EXERCISE DATA Start Marker

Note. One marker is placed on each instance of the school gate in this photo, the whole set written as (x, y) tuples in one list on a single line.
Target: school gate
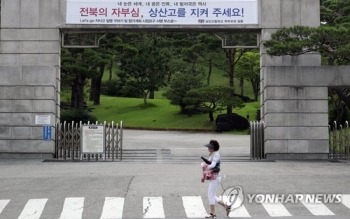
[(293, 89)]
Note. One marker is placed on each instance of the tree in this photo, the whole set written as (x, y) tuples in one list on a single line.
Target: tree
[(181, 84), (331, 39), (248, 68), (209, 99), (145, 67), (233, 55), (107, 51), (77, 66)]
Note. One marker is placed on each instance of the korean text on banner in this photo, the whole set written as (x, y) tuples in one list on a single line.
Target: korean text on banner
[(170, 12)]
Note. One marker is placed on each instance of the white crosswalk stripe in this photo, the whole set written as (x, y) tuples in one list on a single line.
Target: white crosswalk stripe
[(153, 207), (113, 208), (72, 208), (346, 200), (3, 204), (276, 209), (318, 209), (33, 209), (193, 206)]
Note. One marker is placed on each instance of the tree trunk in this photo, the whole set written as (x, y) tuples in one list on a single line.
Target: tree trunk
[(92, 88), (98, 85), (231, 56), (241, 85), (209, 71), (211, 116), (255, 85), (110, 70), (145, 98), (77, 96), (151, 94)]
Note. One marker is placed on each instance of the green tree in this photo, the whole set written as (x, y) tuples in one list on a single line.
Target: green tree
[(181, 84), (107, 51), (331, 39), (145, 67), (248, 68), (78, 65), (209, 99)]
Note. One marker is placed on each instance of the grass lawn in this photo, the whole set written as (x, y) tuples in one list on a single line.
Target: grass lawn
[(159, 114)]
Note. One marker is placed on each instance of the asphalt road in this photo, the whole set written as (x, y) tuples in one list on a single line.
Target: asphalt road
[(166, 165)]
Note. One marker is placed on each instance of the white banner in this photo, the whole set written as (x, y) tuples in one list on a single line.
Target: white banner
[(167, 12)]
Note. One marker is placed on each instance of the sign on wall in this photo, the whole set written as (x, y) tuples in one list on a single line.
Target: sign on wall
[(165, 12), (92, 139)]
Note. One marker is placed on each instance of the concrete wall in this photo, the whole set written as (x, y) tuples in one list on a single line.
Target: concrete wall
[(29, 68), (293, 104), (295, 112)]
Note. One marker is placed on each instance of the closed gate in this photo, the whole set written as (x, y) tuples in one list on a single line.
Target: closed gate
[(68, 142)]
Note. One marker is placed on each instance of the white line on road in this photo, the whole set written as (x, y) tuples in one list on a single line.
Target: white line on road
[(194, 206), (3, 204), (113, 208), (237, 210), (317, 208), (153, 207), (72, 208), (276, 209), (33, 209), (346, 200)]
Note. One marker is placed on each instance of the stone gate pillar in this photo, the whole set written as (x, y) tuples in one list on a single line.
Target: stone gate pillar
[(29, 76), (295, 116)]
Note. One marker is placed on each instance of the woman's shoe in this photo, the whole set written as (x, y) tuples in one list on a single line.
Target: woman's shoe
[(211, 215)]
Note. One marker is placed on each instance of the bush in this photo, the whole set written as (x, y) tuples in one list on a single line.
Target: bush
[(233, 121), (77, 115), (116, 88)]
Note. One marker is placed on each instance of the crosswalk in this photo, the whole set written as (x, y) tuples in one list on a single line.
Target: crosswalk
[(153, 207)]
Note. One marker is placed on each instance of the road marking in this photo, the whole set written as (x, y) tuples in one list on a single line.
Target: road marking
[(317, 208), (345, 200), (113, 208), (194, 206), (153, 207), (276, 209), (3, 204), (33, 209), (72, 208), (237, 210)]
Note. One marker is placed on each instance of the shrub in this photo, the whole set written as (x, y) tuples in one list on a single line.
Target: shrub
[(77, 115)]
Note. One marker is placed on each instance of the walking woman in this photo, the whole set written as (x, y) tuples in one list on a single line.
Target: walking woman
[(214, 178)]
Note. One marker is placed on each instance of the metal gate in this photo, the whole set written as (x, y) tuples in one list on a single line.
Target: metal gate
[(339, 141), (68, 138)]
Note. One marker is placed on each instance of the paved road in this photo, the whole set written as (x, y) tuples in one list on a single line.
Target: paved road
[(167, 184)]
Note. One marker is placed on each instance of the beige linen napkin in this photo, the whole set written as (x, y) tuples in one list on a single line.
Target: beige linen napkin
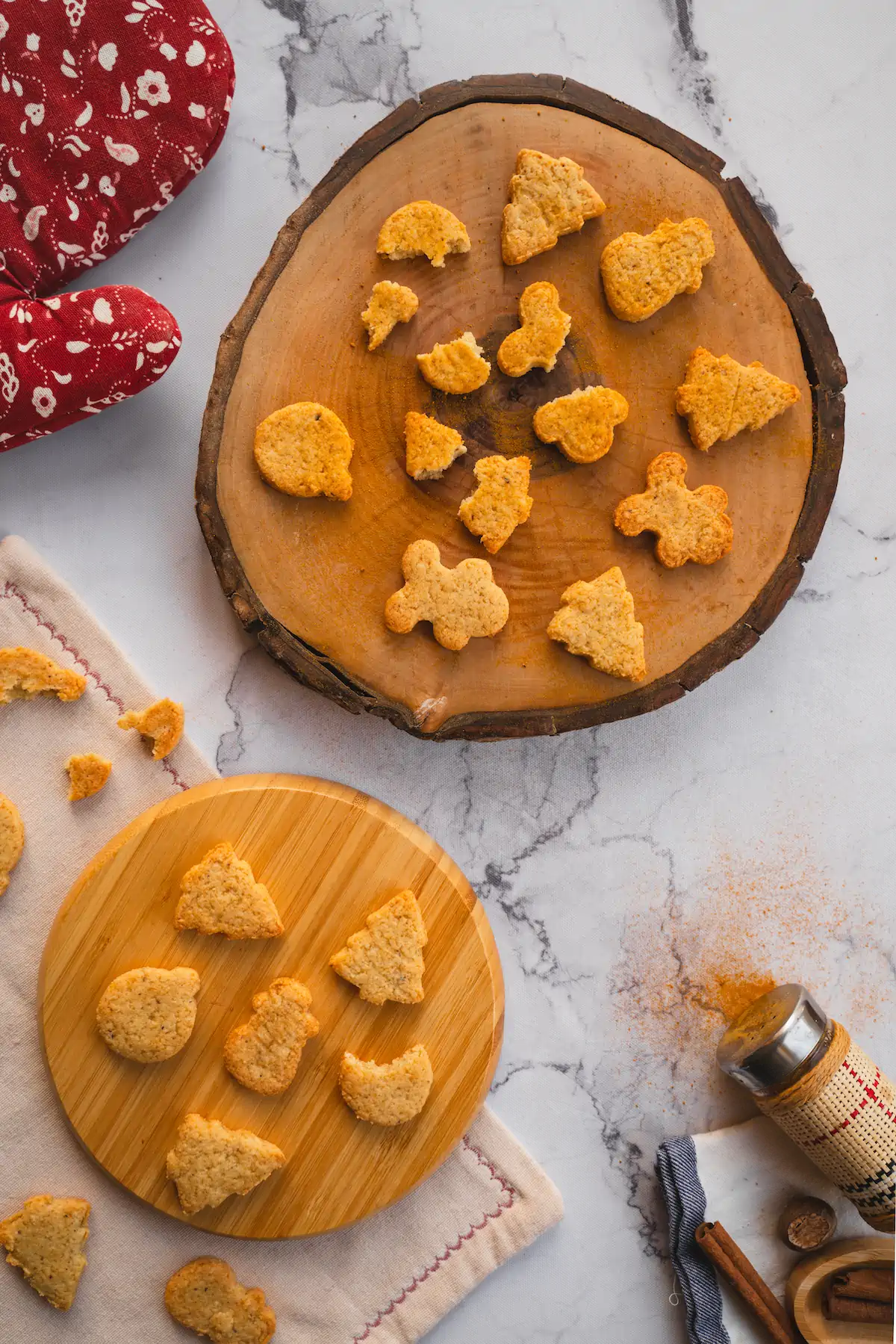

EXERCISE DATA End Marker

= EXERCISE PROMPT =
If a line in the records above contains the word "beige", copy it.

= SOLUTION TO THIS PROBLEM =
Note. One marker is placed on each instance of the beige linen napkin in this photo, the whole set written as (x, y) tuples in one list on a single line.
Target: beige linen napkin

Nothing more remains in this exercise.